Выбранный отрывок >>
::::::::::
Но самый чудовищный пример разрушения русского реалистического театра — это история наглого изгнания Татьяны Дорониной из МХАТа им. Горького, а ведь она успешно руководила им 30 лет. Уровень и потенциал этого театра, любовь зрителей я хорошо знаю, так как двадцать лет сотрудничал с ним в качестве автора. Мрачная фантазия заменить великую русскую актрису Доронину на средней руки театрального менеджера с подмоченной репутацией Боякова могла родиться только в голове какого-то высокопоставленного Поприщина. Чиновники, витийствующие о патриотическом воспитании и при этом отдающие МХАТ в руки Волкова, подозреваю, просто никогда не бывали в его подвальном театрике «Практика», где спектакли шли исключительно на матерном языке. Если же они знали об этом, то как тут не вспомнить полузабытое слово «вредительство», становящееся ныне все актуальнее.
— У вас все книги — о людях и обществе в целом и о той или иной социальной подгруппе. Советский человек — новый русский — новый россиянин — куда и как движемся, как происходит наша трансформация. Молодому поколению вы бы доверили страну? Это правда, что они стоят на позиции «ничего не знаю и знать не хочу»?
::::::::::
Список данных >>
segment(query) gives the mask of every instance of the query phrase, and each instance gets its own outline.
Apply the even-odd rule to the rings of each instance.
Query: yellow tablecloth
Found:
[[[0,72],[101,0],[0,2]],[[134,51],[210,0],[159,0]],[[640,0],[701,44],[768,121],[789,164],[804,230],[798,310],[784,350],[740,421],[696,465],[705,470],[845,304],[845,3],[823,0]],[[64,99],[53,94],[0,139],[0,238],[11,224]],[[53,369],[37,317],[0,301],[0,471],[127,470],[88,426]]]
::::::::::
Об упражнении >> Пожалуйста, продолжите отрывок интервью, начав сразу после последнего вопроса. Записи взяты из другого источника.

Результат упражнения >>
— Каждый литератор пишет о людях и обществе, просто многие делают это так, что читатель не может понять, о чем идет речь из-за многословного и скучного лукавства автора. Настоящий писатель должен быть, в том числе, социальным аналитиком и прогнозистом. Увы, в своих ранних повестях «ЧП районного масштаба», «Работа над ошибками», «Апофегей» я невольно предсказал ненадежность нового поколения советских управленцев. Однако, по-моему, класс нынешних управленцев еще ненадежнее. Даже не слишком обременительная государева служба, которую требует с них Путин, им в тягость. Этот гедонизм может дорого обойтись стране. Сами подумайте, какова должна быть степень разложения, если запрет на двойное гражданство и зарубежные счета пришлось вставлять аж в Конституцию! Тревожит меня и «бюджетный патриотизм», под знамена которого ради заработка сбежались толпы людей, еще недавно честивших «рашку» в хвост и в гриву. Ведь перебежать под другие знамена — вопрос нескольких минут. Я наблюдал это в 1991-м. Увы, в статье «Россия накануне патриотического бума» 1993 года я предугадал и торжество «бюджетного патриотизма».